───── Extrait cité

Blog - Ralentir... encore

Je m’étais promis de moins écrire cette année, de prendre plus de temps pour d’autres choses. Et bien c’est un peu raté… Je m’étais promis d’être un peu plus déconnecté du monde numérique, de l’immédiat. Et bien ce n’est pas encore assez.

A cette allure, je vais avoir à peine 10% d’articles en moins, allez 15% si j’enlève la BD mais en fait ça me prend autant de temps qu’un gros article si ce n’est plus. Et pire que ça, j’ai des articles d’avance pour des semaines et des semaines. Je pourrais presque les revendre à Cascador qui ne veut plus écrire, ha, ha !

Et puis s’il n’y avait que l’écriture mais il y a aussi l’actualité, le monde qui bouge autour de moi, les buzz etc… Ca crépite, ça flashe, ça gronde, ça explose et j’ai l’impression de ne pas m’en protéger assez. Il y a les conversations de bureau qui te happent, celles du train, parfois quand je n’ai pas le casque sur les oreilles. Il y a les unes de journaux que l’on croise, les scandales qui masquent toute autre actualité. Et on te pousse à réagir, à choisir un camp. Chaque jour, je regarde les flux RSS. J’avais plus de 300 articles sur mes quelques flux. Impossible à lire, j’ai dit STOP!!!!! A quoi bon avoir toutes les nouvelles dont beaucoup trop sont insignifiantes ? J’ai sabré dans tout cela et j’ai encore autour de 100 articles par jour. Trop ! Le pire c’est qu’il y a des redites, des doublons, comme si certains sites tenaient absolument à nous faire lire tout ça. Je survole, j’en lis vraiment moins de 10 par jour. Mais pourtant je tente une expérience : Stocker chez moi ce que j’aurais pu “gazouilleren microblogging avant de le sortir un mois plus tard. Je ne pense pas que la rubrique va faire long feu mais ça aura peut être quelques mérites. Pour le reste, j’ai vidé tous les comptes, même si j’ai gardé ça ouvert. On parle souvent de “tourner 7 fois sa langue dans sa bouche”, une autre manière de dire qu’il faut réfléchir avant de parler. Tous ces “Hashtags” balancés à longueur d’émissions de télévision, de talkshows, ou même d’émission de cuisine, cela va à l’inverse. On croit créer un dialogue mais chacun parle dans son coin, monologue et quand on essaie le dialogue, on invective, on insulte car à ce moment, on s’introduit chez ce “monologueur”, on rentre dans son intimité qu’il expose pourtant au grand jour. Que la plateforme soit décentralisée ou pas importe peu.

──────────
───── Données brutes

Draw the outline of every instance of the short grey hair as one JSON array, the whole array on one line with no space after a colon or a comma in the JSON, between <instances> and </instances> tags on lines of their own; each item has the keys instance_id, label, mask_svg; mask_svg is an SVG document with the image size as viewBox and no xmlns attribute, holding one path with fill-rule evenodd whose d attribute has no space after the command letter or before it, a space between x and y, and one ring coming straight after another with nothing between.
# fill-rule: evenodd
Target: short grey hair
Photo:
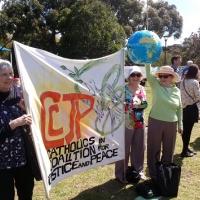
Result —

──────────

Tâche écrite 1:
Répondez à ces questions sur le billet :
(a) Quel pourcentage d'articles en moins est évoqué si l'on enlève la BD ?
(b) Combien d'articles les flux RSS contenaient-ils avant le tri ?
(c) Combien d'articles par jour sont vraiment lus ?
Tâche écrite 2: Dans le billet, recopiez tout ce qui va de « A cette allure, je » jusqu'à « écrire, ha, ha ! », en renommant « BD » en « bande dessinée ».
Tâche écrite 3: D'après le billet, pourquoi les flux RSS ont-ils été triés ?

Réponse finale 1:
(a) 15 %.
(b) Plus de 300.
(c) Moins de 10.

Réponse finale 2:
A cette allure, je vais avoir à peine 10% d’articles en moins, allez 15% si j’enlève la bande dessinée mais en fait ça me prend autant de temps qu’un gros article si ce n’est plus. Et pire que ça, j’ai des articles d’avance pour des semaines et des semaines. Je pourrais presque les revendre à Cascador qui ne veut plus écrire, ha, ha !

Réponse finale 3: Ils comptaient plus de 300 articles, ce qui était impossible à lire. De plus, beaucoup de ces nouvelles étaient insignifiantes.